QUOTED TEXT:
╭──

FAO - ISSUES IN THE GLOBAL TOBACCO ECONOMY (2)

FAO Document Repository: "ISSUES IN THE GLOBAL TOBACCO ECONOMY "
Tobacco is grown in two distinct areas: the northeast and the south. Approximately 135 000 family farmers in 656 municipalities in the three rich and industrialized states of the south have tobacco production as their main economic activity. In 2000/01, the harvest in the states of Paraná, Santa Catarina and Rio Grande do Sul was 504 728 tonnes of tobacco, with a gross income of $R 1.23 billion, implying an average gross income per family farm of $R 9 164.63, from average production of 3.74 tonne/ha - a record high. In the south, about half a million people work in tobacco-related activities.

The properties where tobacco is grown have an average area of 16.8 ha - a small farm by Brazilian standards - with 2.5 ha planted to tobacco, 9.4 ha under other crops, and the remainder being pasture, virgin or replanted forests, dams and fallow areas. About a quarter of the family farms growing tobacco in the south rent land or have sharecropping arrangements with landowners - contractual arrangements for renting land requiring all those farmers either to grow tobacco or to leave the farms. The small average size of farms in the south - between 1 and 10 ha - allows only limited alternatives to tobacco.

╰──

MATERIAL PROVIDED:
╭──

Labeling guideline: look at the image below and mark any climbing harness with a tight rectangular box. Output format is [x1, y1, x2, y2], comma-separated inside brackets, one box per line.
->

╰──

DESCRIPTION OF THE TASK: In the passage on tobacco farming, reproduce word for word the stretch that starts with the words "FAO - ISSUES" and ends after "in tobacco-related activities.".

OUTPUT FOR THIS EXERCISE:
FAO - ISSUES IN THE GLOBAL TOBACCO ECONOMY (2)

FAO Document Repository: "ISSUES IN THE GLOBAL TOBACCO ECONOMY "
Tobacco is grown in two distinct areas: the northeast and the south. Approximately 135 000 family farmers in 656 municipalities in the three rich and industrialized states of the south have tobacco production as their main economic activity. In 2000/01, the harvest in the states of Paraná, Santa Catarina and Rio Grande do Sul was 504 728 tonnes of tobacco, with a gross income of $R 1.23 billion, implying an average gross income per family farm of $R 9 164.63, from average production of 3.74 tonne/ha - a record high. In the south, about half a million people work in tobacco-related activities.